## START

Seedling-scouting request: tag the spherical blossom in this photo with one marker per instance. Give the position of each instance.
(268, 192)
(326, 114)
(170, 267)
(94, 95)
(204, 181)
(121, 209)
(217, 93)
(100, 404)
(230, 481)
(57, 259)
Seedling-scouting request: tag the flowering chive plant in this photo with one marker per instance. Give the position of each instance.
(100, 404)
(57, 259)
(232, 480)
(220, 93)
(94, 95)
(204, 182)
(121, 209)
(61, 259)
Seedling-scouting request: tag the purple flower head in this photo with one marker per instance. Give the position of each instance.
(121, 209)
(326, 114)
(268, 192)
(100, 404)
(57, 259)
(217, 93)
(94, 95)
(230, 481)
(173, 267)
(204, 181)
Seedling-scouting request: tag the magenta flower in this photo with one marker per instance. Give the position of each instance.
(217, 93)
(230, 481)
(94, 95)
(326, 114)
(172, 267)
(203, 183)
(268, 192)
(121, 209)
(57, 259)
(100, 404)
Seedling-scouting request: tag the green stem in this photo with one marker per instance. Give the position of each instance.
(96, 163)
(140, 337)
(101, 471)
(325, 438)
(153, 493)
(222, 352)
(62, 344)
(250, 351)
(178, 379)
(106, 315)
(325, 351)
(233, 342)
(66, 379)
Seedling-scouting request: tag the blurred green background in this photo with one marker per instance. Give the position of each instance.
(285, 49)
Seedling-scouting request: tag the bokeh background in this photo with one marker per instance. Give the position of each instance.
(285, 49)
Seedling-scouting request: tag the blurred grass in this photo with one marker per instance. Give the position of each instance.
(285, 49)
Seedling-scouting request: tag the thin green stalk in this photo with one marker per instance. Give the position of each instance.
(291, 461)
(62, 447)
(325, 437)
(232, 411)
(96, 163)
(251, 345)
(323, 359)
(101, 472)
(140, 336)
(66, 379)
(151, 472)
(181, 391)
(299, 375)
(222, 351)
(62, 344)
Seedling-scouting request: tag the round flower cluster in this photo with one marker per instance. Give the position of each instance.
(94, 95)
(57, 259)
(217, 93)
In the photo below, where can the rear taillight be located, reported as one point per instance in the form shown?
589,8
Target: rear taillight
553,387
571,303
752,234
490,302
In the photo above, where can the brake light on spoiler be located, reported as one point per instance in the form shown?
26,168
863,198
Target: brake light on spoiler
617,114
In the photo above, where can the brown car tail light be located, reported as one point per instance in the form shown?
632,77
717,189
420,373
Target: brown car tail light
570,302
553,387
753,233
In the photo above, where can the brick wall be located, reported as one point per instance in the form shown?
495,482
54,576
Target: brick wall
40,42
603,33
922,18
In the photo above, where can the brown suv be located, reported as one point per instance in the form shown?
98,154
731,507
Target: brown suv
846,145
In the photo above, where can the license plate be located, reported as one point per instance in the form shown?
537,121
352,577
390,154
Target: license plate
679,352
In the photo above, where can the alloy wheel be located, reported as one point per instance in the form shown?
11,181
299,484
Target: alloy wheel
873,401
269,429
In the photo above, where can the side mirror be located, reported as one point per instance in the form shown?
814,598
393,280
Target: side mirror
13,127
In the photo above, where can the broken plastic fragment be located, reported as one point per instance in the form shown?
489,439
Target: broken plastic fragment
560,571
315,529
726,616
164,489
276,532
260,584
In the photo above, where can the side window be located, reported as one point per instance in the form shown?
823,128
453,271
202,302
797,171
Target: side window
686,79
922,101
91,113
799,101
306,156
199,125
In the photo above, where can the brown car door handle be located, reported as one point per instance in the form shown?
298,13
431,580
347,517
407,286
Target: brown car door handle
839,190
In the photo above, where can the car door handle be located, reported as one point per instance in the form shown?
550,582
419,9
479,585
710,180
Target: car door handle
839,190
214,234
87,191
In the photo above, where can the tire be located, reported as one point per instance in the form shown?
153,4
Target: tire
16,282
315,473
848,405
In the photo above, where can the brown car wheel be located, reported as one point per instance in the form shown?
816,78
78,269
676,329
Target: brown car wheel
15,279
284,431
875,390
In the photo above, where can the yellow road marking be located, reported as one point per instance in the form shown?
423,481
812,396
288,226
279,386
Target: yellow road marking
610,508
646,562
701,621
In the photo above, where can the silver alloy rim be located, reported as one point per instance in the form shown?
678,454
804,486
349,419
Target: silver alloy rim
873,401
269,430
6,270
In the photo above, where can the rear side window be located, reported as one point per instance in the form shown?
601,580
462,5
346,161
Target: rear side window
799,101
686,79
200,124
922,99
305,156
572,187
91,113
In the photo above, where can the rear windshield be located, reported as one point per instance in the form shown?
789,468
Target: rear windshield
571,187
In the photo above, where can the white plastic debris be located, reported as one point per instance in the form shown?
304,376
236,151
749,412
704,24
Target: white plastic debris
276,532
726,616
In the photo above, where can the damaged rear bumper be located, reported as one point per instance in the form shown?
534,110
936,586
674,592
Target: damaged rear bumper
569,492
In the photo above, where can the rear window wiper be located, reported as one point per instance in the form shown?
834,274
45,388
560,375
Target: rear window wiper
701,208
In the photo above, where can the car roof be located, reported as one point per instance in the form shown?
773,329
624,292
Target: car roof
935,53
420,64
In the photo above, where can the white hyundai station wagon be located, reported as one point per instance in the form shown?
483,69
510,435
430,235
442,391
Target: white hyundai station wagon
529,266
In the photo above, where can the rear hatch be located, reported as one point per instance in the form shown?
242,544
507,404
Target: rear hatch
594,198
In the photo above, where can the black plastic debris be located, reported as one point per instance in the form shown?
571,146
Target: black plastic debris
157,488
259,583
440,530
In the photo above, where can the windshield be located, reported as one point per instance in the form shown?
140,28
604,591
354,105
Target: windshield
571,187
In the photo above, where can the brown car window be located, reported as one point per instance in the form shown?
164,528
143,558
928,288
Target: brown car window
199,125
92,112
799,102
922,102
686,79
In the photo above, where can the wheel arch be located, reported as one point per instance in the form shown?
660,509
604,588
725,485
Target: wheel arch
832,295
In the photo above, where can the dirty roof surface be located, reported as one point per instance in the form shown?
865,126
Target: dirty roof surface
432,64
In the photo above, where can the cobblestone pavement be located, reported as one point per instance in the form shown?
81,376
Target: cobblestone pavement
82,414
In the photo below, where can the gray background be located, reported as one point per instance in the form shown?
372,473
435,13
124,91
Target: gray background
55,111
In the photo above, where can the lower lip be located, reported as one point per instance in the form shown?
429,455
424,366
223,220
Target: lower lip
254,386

## END

What is expected: Retype all of the data above, line for line, without changing a single character.

The reply:
Seedling-scouting request: tag the spherical blossom in this photo with one marker per instance. Give the position of each instance.
(268, 192)
(326, 114)
(170, 267)
(94, 95)
(204, 181)
(121, 209)
(217, 93)
(100, 404)
(230, 481)
(57, 259)
Seedling-scouting request: tag the flowering chive plant in this photo with one marker per instance. Give the position of each instance.
(100, 404)
(57, 259)
(232, 480)
(220, 93)
(94, 95)
(204, 182)
(121, 209)
(61, 259)
Seedling-scouting request: tag the purple flower head in this photo with one marker per instance. Give the position of each instance.
(121, 209)
(326, 114)
(268, 192)
(100, 404)
(57, 259)
(217, 93)
(94, 95)
(230, 481)
(173, 267)
(204, 181)
Seedling-scouting request: tag the magenta flower in this photo with one marker per instance. Give the position of each instance.
(217, 93)
(230, 481)
(94, 95)
(326, 114)
(172, 267)
(203, 183)
(268, 192)
(121, 209)
(57, 259)
(100, 404)
Seedling-scouting request: tag the green stem in this photo with one marker per instance. Give the position of each instance.
(96, 163)
(140, 337)
(101, 471)
(325, 438)
(153, 493)
(222, 352)
(62, 344)
(250, 351)
(178, 379)
(106, 315)
(325, 351)
(233, 342)
(66, 379)
Seedling-scouting request: tag the blurred green background in this photo with one marker per instance. Give the position of each instance.
(285, 49)
Seedling-scouting request: tag the bokeh background in this photo with one marker per instance. Give the position of each instance.
(285, 49)
Seedling-scouting request: tag the blurred grass in this photo with one marker per instance. Give the position of each instance.
(285, 49)
Seedling-scouting request: tag the thin green stalk in this photo with one marker per instance. Give the position of each instance.
(291, 461)
(62, 447)
(325, 437)
(232, 411)
(96, 163)
(251, 345)
(323, 359)
(101, 472)
(140, 336)
(66, 379)
(151, 472)
(181, 391)
(299, 375)
(222, 351)
(62, 344)
Seedling-scouting request: tag the round flower cluster in this photo with one marker per instance. Give the position of each instance.
(94, 95)
(57, 259)
(217, 93)
In the photo below, where can the rear taillight be located, reported as one point per instance in the form shown?
589,8
Target: rear taillight
553,387
571,303
752,234
490,302
In the photo above, where can the brake light on spoiler be located, reported as one point per instance in the form shown?
26,168
863,198
Target: brake light on spoiler
617,114
In the photo above, where can the brown car tail light be located, reported as one point per instance in the form shown?
632,77
717,189
420,373
Target: brown car tail light
570,302
553,387
753,233
In the photo above, where can the brick wall be located, reported as one point per instance in the form shown?
495,482
54,576
Target: brick wall
40,42
603,33
922,18
In the photo above, where can the brown suv be located, reported as one point per instance in the form shown?
98,154
731,507
Target: brown suv
846,145
In the photo above, where can the license plate be located, reported as one point per instance in the form shown?
537,121
352,577
390,154
Target: license plate
679,352
In the photo above, where can the alloy wheel be located, reported as one point per instance in the form shown?
11,181
299,484
Target: alloy wheel
873,401
269,429
In the photo above, where can the side mirror be located, reported as one point per instance in the form shown?
814,598
393,280
Target: side mirror
13,127
In the photo above, where can the broken plastic fragment be located, reported as one point per instance in the form shown?
489,439
Target: broken plastic fragment
560,571
315,529
726,616
164,489
276,532
260,584
In the photo above, where can the side window be located, reported as one point per instance in the form shown?
823,128
453,271
202,302
797,171
Target: side window
686,79
922,101
91,113
799,101
306,156
199,125
In the photo above, where can the brown car door handle be located, reported as one point per instance in the form shown?
298,13
431,580
347,517
407,286
Target: brown car door handle
839,190
In the photo above, where can the car door handle be located, reported as one point per instance in the form shown?
550,582
419,9
479,585
710,180
Target: car door handle
839,190
214,234
87,191
In the photo above, where can the tire be located, reported as one point per instance in the form shown?
153,4
Target: tire
16,282
315,473
848,405
In the photo above, where can the brown car wheel be located, reported as one point per instance in the form shown?
816,78
78,269
676,329
Target: brown car wheel
15,279
284,431
875,390
In the photo above, where can the yellow road marking be located, reported as one point per instance in the form shown?
423,481
812,396
288,226
279,386
Target: yellow road marking
610,508
646,562
701,621
In the photo above, where can the silver alloy rim be located, reported as one point per instance in the form shown?
678,454
804,486
349,419
Target: silver alloy rim
873,401
269,430
6,270
In the photo above, where can the rear side window be located, reported as one point per instance in the form shown?
601,580
462,5
346,161
Target: rear side window
799,101
686,79
200,124
922,99
305,156
572,187
91,113
In the photo above, where can the rear windshield be located, reported as one point per instance in the form shown?
789,468
Target: rear windshield
571,187
In the photo above, where can the white plastic debris be located, reported as one point per instance in the form shown?
304,376
236,151
749,412
704,24
Target: white plastic debris
276,532
726,616
In the photo above, where can the damaged rear bumper be located, reported as one point per instance in the form shown?
534,110
936,586
674,592
Target: damaged rear bumper
569,492
In the photo above, where can the rear window wiper be located, reported as one point per instance in the form shown?
834,274
45,388
560,375
Target: rear window wiper
701,208
In the photo above, where can the car roof be located, reported as one point per instance in the form shown?
773,329
624,292
Target: car roof
935,53
420,64
In the photo above, where can the white hyundai station wagon be located, reported as one point per instance in the form shown?
483,69
510,435
430,235
442,391
Target: white hyundai station wagon
529,266
In the photo above, where can the rear hatch be located, reported as one point per instance in the form shown?
242,544
507,404
Target: rear hatch
594,198
In the photo above, where can the black plastic debris be located, reported as one point per instance in the form shown?
571,146
Target: black plastic debris
157,488
259,583
440,530
In the photo above, where can the windshield be located, reported as one point per instance in the form shown?
140,28
604,591
354,105
Target: windshield
571,187
In the photo above, where can the brown car window be located, reported as one point per instance in the form shown?
164,528
143,558
928,288
Target: brown car window
199,125
92,112
799,102
922,102
686,79
In the photo above, where can the wheel arch be located, reported as one point per instance in the form shown?
660,509
604,588
725,485
Target: wheel arch
832,295
In the photo above, where can the dirty roof surface be located, reported as one point per instance in the form shown?
865,126
Target: dirty roof surface
432,64
In the photo above, where can the cobblestone pavement be located, reported as one point per instance in the form shown?
81,376
Target: cobblestone pavement
82,414
In the photo below, where can the gray background be located, reported as one point per instance in the form shown?
372,473
435,13
124,91
Target: gray background
55,111
In the photo above, where can the lower lip be located, reported as one point per instance in the form shown?
429,455
424,366
223,220
Target: lower lip
254,386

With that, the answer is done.